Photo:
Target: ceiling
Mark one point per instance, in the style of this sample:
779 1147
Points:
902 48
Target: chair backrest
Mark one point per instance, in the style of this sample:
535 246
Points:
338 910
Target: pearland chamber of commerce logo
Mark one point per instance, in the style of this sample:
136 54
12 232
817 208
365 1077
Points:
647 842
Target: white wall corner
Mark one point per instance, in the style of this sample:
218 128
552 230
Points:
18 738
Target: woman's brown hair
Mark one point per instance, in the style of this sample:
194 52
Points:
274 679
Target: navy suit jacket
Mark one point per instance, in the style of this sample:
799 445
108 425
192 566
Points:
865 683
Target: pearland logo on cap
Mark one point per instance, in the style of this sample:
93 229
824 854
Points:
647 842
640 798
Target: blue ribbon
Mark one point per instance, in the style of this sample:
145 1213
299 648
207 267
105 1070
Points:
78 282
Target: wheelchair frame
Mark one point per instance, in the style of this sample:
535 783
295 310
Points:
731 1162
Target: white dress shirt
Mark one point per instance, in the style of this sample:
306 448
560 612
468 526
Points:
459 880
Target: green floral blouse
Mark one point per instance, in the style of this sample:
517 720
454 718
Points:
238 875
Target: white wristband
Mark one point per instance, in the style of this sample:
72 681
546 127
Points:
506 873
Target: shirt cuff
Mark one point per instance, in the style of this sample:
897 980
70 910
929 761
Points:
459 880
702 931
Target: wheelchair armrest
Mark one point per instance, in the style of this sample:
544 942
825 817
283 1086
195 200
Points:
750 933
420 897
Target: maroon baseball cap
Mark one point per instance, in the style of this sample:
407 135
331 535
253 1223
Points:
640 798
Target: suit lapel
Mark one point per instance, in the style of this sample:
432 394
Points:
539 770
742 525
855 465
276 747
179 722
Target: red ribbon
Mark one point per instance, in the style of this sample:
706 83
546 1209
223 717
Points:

Exercise goal = Convert the material above into a JSON list of strings with one string per line, omitting any blank lines.

Response for this exercise =
[
  "Photo:",
  "Target: ceiling",
  "Mark one point per instance, in the style of this sample:",
  "779 1147",
  "Points:",
  "902 48",
  "Target: chair backrest",
  "Mark one point per instance, in the style of this sample:",
  "535 246",
  "Points:",
  "338 910",
  "Target: pearland chamber of commerce logo",
  "Mark one point per instance, in the style of this sample:",
  "136 54",
  "12 232",
  "817 208",
  "365 1077",
  "Points:",
  "647 842",
  "Target: white wall corner",
  "Mark one point per instance, in the style of this sample:",
  "218 128",
  "552 230",
  "Points:",
  "18 738",
  "Target: woman's brown hair",
  "Mark one point per instance, in the style of this sample:",
  "194 52",
  "Points:",
  "274 679",
  "Target: navy suit jacket",
  "Mark one point per instance, in the style of this sample:",
  "799 445",
  "108 425",
  "192 566",
  "Points:",
  "865 683",
  "Target: pearland logo on cap",
  "Mark one point per instance, in the style of this sample:",
  "93 229",
  "824 854",
  "Points:",
  "647 842",
  "640 798",
  "Target: blue ribbon",
  "Mark one point per instance, in the style of this sample:",
  "145 1213",
  "299 648",
  "207 267",
  "105 1070",
  "Points:",
  "78 282",
  "Target: wheelchair frame",
  "Mark one point per instance, in the style of this sample:",
  "535 783",
  "295 310",
  "Points:",
  "731 1162",
  "Target: white dress shirt",
  "Mark one point per instance, in the style of this sample:",
  "306 448",
  "560 612",
  "468 526",
  "Points:",
  "459 880",
  "Target: green floral blouse",
  "Mark one point per instance, in the style of this sample:",
  "517 720",
  "454 718",
  "Points:",
  "238 875",
  "Target: white wristband",
  "Mark one point per instance, in the style of this sample:",
  "72 681",
  "546 127",
  "Points:",
  "506 873",
  "Target: shirt cuff",
  "Mark one point per instance, in the style of this sample:",
  "897 980",
  "70 910",
  "929 761",
  "Points:",
  "459 880",
  "702 931",
  "Target: wheelchair armrest",
  "Mark one point per instance, in the style of this sample:",
  "544 942",
  "825 817",
  "283 1086",
  "195 200",
  "Points:",
  "750 933",
  "420 897",
  "Target: maroon baseball cap",
  "Mark one point per instance, in the style of this sample:",
  "407 135",
  "331 535",
  "253 1223",
  "Points:",
  "640 798",
  "Target: suit lapel",
  "Mark one point per instance, in the style of this sample:",
  "432 394",
  "Points:",
  "539 770",
  "742 525",
  "855 465",
  "276 747",
  "179 722",
  "Target: red ribbon",
  "Mark one point per instance, in the style of this sample:",
  "706 83",
  "546 1209",
  "223 717",
  "Points:"
]